** START OF INPUT FOR THIS TASK **

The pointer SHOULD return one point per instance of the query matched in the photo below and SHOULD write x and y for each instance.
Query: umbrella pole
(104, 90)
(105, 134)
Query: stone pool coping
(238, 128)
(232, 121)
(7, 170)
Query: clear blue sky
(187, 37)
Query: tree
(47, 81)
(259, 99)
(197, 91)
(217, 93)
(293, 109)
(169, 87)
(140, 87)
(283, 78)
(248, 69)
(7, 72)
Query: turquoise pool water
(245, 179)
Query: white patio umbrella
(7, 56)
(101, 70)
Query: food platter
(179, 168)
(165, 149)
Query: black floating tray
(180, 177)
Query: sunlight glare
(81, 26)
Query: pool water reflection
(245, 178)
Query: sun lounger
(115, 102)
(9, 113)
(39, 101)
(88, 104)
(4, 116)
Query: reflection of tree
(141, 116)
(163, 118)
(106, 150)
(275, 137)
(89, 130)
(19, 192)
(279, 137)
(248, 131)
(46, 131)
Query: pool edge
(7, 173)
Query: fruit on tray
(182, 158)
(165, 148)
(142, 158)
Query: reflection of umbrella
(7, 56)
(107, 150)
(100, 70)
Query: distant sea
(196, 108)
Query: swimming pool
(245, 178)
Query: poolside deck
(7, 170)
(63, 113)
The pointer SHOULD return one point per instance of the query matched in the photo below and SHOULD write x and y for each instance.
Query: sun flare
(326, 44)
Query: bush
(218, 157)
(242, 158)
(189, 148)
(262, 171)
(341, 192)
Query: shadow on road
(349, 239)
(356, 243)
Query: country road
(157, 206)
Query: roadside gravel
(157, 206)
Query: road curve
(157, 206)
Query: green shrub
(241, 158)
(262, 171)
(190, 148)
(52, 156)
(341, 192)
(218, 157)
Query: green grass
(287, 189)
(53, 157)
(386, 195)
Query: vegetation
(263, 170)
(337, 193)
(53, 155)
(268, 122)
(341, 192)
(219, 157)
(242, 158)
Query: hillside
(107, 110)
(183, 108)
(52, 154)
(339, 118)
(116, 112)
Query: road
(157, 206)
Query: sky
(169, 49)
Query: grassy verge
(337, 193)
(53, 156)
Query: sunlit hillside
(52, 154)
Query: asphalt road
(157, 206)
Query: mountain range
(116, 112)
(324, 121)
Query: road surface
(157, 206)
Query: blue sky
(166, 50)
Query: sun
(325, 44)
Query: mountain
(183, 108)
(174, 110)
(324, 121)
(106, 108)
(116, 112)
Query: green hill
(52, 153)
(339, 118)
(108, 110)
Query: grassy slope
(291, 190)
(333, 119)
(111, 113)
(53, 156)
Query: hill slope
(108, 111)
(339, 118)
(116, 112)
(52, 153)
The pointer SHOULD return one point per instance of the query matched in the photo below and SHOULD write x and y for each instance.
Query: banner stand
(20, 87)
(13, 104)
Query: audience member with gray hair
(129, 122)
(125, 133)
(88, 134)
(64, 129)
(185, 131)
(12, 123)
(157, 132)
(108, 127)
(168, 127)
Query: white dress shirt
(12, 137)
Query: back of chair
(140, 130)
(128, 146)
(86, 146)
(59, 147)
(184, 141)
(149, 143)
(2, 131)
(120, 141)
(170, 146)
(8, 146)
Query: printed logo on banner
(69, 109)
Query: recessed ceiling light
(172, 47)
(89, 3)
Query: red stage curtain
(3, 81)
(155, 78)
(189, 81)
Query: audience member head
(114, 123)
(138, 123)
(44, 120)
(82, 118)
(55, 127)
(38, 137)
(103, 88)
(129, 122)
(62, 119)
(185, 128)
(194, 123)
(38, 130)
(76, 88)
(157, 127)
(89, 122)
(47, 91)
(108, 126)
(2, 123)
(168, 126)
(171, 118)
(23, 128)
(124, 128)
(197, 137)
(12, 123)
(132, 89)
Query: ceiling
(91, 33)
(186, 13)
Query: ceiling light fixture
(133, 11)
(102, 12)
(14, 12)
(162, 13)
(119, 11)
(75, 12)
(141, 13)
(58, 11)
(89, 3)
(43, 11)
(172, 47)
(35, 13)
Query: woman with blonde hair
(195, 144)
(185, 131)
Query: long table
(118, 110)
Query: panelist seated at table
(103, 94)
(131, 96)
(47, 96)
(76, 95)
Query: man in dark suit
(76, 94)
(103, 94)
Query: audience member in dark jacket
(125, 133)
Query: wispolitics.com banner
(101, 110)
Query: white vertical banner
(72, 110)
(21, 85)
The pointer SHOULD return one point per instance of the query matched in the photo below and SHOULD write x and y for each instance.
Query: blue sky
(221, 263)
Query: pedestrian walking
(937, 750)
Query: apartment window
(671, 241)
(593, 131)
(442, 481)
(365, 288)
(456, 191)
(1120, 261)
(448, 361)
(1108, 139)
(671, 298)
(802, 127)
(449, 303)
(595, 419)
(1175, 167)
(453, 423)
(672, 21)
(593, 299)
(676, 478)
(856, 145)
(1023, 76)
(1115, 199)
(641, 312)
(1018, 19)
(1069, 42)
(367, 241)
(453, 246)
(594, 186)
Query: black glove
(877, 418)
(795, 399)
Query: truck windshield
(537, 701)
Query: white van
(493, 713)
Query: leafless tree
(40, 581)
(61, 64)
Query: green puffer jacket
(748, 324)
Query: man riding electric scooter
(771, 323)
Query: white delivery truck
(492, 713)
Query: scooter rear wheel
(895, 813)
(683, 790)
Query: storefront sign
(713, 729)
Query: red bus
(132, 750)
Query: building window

** END OF INPUT FOR THIS TASK **

> [GIVEN PROBLEM] Please put every line of the items above into a Markdown table with the columns Row and Line, numbering the rows and leaving out blank lines.

> [WORKED ANSWER]
| Row | Line |
|---|---|
| 1 | The pointer SHOULD return one point per instance of the query matched in the photo below and SHOULD write x and y for each instance. |
| 2 | Query: umbrella pole |
| 3 | (104, 90) |
| 4 | (105, 134) |
| 5 | Query: stone pool coping |
| 6 | (238, 128) |
| 7 | (232, 121) |
| 8 | (7, 170) |
| 9 | Query: clear blue sky |
| 10 | (187, 37) |
| 11 | Query: tree |
| 12 | (47, 81) |
| 13 | (259, 99) |
| 14 | (197, 91) |
| 15 | (217, 93) |
| 16 | (293, 109) |
| 17 | (169, 87) |
| 18 | (140, 87) |
| 19 | (283, 78) |
| 20 | (248, 69) |
| 21 | (7, 72) |
| 22 | Query: turquoise pool water |
| 23 | (245, 179) |
| 24 | Query: white patio umbrella |
| 25 | (7, 56) |
| 26 | (101, 70) |
| 27 | Query: food platter |
| 28 | (179, 168) |
| 29 | (165, 149) |
| 30 | Query: black floating tray |
| 31 | (180, 177) |
| 32 | Query: sunlight glare |
| 33 | (81, 26) |
| 34 | Query: pool water reflection |
| 35 | (245, 178) |
| 36 | Query: sun lounger |
| 37 | (115, 102) |
| 38 | (9, 113) |
| 39 | (39, 101) |
| 40 | (88, 104) |
| 41 | (4, 116) |
| 42 | Query: reflection of tree |
| 43 | (141, 116) |
| 44 | (163, 118) |
| 45 | (106, 150) |
| 46 | (275, 137) |
| 47 | (89, 130) |
| 48 | (19, 192) |
| 49 | (279, 137) |
| 50 | (248, 131) |
| 51 | (46, 131) |
| 52 | Query: pool edge |
| 53 | (7, 173) |
| 54 | Query: fruit on tray |
| 55 | (182, 158) |
| 56 | (165, 148) |
| 57 | (142, 158) |
| 58 | Query: reflection of umbrella |
| 59 | (7, 56) |
| 60 | (107, 150) |
| 61 | (100, 70) |
| 62 | Query: distant sea |
| 63 | (196, 108) |
| 64 | Query: swimming pool |
| 65 | (245, 178) |
| 66 | Query: poolside deck |
| 67 | (7, 170) |
| 68 | (63, 113) |
| 69 | The pointer SHOULD return one point per instance of the query matched in the photo below and SHOULD write x and y for each instance. |
| 70 | Query: sun flare |
| 71 | (326, 44) |
| 72 | Query: bush |
| 73 | (218, 157) |
| 74 | (242, 158) |
| 75 | (189, 148) |
| 76 | (262, 171) |
| 77 | (341, 192) |
| 78 | Query: shadow on road |
| 79 | (349, 239) |
| 80 | (356, 243) |
| 81 | Query: country road |
| 82 | (157, 206) |
| 83 | Query: roadside gravel |
| 84 | (157, 206) |
| 85 | Query: road curve |
| 86 | (157, 206) |
| 87 | Query: green shrub |
| 88 | (241, 158) |
| 89 | (262, 171) |
| 90 | (190, 148) |
| 91 | (52, 156) |
| 92 | (341, 192) |
| 93 | (218, 157) |
| 94 | Query: green grass |
| 95 | (287, 189) |
| 96 | (53, 157) |
| 97 | (386, 195) |
| 98 | Query: vegetation |
| 99 | (263, 170) |
| 100 | (337, 193) |
| 101 | (53, 155) |
| 102 | (268, 122) |
| 103 | (341, 192) |
| 104 | (219, 157) |
| 105 | (242, 158) |
| 106 | Query: hillside |
| 107 | (107, 110) |
| 108 | (183, 108) |
| 109 | (52, 154) |
| 110 | (339, 118) |
| 111 | (116, 112) |
| 112 | Query: road |
| 113 | (157, 206) |
| 114 | Query: sky |
| 115 | (169, 49) |
| 116 | Query: grassy verge |
| 117 | (337, 193) |
| 118 | (53, 156) |
| 119 | Query: sunlit hillside |
| 120 | (52, 154) |
| 121 | Query: asphalt road |
| 122 | (157, 206) |
| 123 | Query: mountain range |
| 124 | (116, 112) |
| 125 | (324, 121) |
| 126 | Query: road surface |
| 127 | (157, 206) |
| 128 | Query: blue sky |
| 129 | (166, 50) |
| 130 | Query: sun |
| 131 | (325, 44) |
| 132 | Query: mountain |
| 133 | (183, 108) |
| 134 | (174, 110) |
| 135 | (324, 121) |
| 136 | (106, 108) |
| 137 | (116, 112) |
| 138 | Query: green hill |
| 139 | (52, 153) |
| 140 | (339, 118) |
| 141 | (108, 110) |
| 142 | Query: grassy slope |
| 143 | (291, 190) |
| 144 | (333, 119) |
| 145 | (111, 113) |
| 146 | (53, 156) |
| 147 | Query: hill slope |
| 148 | (108, 111) |
| 149 | (339, 118) |
| 150 | (116, 112) |
| 151 | (52, 153) |
| 152 | The pointer SHOULD return one point per instance of the query matched in the photo below and SHOULD write x and y for each instance. |
| 153 | Query: banner stand |
| 154 | (20, 87) |
| 155 | (13, 104) |
| 156 | Query: audience member with gray hair |
| 157 | (129, 122) |
| 158 | (125, 133) |
| 159 | (88, 134) |
| 160 | (64, 129) |
| 161 | (185, 131) |
| 162 | (12, 123) |
| 163 | (157, 132) |
| 164 | (108, 127) |
| 165 | (168, 127) |
| 166 | Query: white dress shirt |
| 167 | (12, 137) |
| 168 | Query: back of chair |
| 169 | (140, 130) |
| 170 | (128, 146) |
| 171 | (86, 146) |
| 172 | (59, 147) |
| 173 | (184, 141) |
| 174 | (149, 143) |
| 175 | (2, 131) |
| 176 | (120, 141) |
| 177 | (170, 146) |
| 178 | (8, 146) |
| 179 | Query: printed logo on banner |
| 180 | (69, 109) |
| 181 | Query: recessed ceiling light |
| 182 | (172, 47) |
| 183 | (89, 3) |
| 184 | Query: red stage curtain |
| 185 | (3, 81) |
| 186 | (155, 78) |
| 187 | (189, 81) |
| 188 | Query: audience member head |
| 189 | (114, 123) |
| 190 | (138, 123) |
| 191 | (44, 120) |
| 192 | (82, 118) |
| 193 | (55, 127) |
| 194 | (38, 137) |
| 195 | (103, 88) |
| 196 | (129, 122) |
| 197 | (62, 119) |
| 198 | (185, 128) |
| 199 | (194, 123) |
| 200 | (38, 130) |
| 201 | (76, 88) |
| 202 | (157, 127) |
| 203 | (89, 122) |
| 204 | (47, 91) |
| 205 | (108, 126) |
| 206 | (2, 123) |
| 207 | (168, 126) |
| 208 | (171, 118) |
| 209 | (23, 128) |
| 210 | (124, 128) |
| 211 | (197, 137) |
| 212 | (12, 123) |
| 213 | (132, 89) |
| 214 | Query: ceiling |
| 215 | (91, 33) |
| 216 | (186, 13) |
| 217 | Query: ceiling light fixture |
| 218 | (133, 11) |
| 219 | (102, 12) |
| 220 | (14, 12) |
| 221 | (162, 13) |
| 222 | (119, 11) |
| 223 | (75, 12) |
| 224 | (141, 13) |
| 225 | (58, 11) |
| 226 | (89, 3) |
| 227 | (43, 11) |
| 228 | (172, 47) |
| 229 | (35, 13) |
| 230 | Query: woman with blonde hair |
| 231 | (195, 144) |
| 232 | (185, 131) |
| 233 | Query: long table |
| 234 | (118, 110) |
| 235 | Query: panelist seated at table |
| 236 | (103, 94) |
| 237 | (131, 96) |
| 238 | (47, 96) |
| 239 | (76, 95) |
| 240 | Query: man in dark suit |
| 241 | (76, 94) |
| 242 | (103, 94) |
| 243 | Query: audience member in dark jacket |
| 244 | (125, 133) |
| 245 | Query: wispolitics.com banner |
| 246 | (101, 110) |
| 247 | Query: white vertical banner |
| 248 | (72, 110) |
| 249 | (21, 85) |
| 250 | The pointer SHOULD return one point per instance of the query matched in the photo below and SHOULD write x and y for each instance. |
| 251 | Query: blue sky |
| 252 | (221, 263) |
| 253 | Query: pedestrian walking |
| 254 | (937, 750) |
| 255 | Query: apartment window |
| 256 | (671, 241) |
| 257 | (593, 131) |
| 258 | (442, 481) |
| 259 | (365, 288) |
| 260 | (456, 191) |
| 261 | (1120, 261) |
| 262 | (448, 361) |
| 263 | (1108, 139) |
| 264 | (671, 298) |
| 265 | (802, 127) |
| 266 | (449, 303) |
| 267 | (595, 419) |
| 268 | (1175, 167) |
| 269 | (453, 423) |
| 270 | (672, 21) |
| 271 | (593, 299) |
| 272 | (676, 478) |
| 273 | (856, 145) |
| 274 | (1023, 76) |
| 275 | (1115, 199) |
| 276 | (641, 312) |
| 277 | (1018, 19) |
| 278 | (1069, 42) |
| 279 | (367, 241) |
| 280 | (453, 246) |
| 281 | (594, 186) |
| 282 | Query: black glove |
| 283 | (877, 418) |
| 284 | (795, 399) |
| 285 | Query: truck windshield |
| 286 | (537, 701) |
| 287 | Query: white van |
| 288 | (493, 713) |
| 289 | Query: leafless tree |
| 290 | (40, 581) |
| 291 | (61, 64) |
| 292 | Query: green puffer jacket |
| 293 | (748, 324) |
| 294 | Query: man riding electric scooter |
| 295 | (771, 323) |
| 296 | Query: white delivery truck |
| 297 | (492, 713) |
| 298 | Query: scooter rear wheel |
| 299 | (895, 813) |
| 300 | (683, 790) |
| 301 | Query: storefront sign |
| 302 | (713, 729) |
| 303 | Query: red bus |
| 304 | (132, 750) |
| 305 | Query: building window |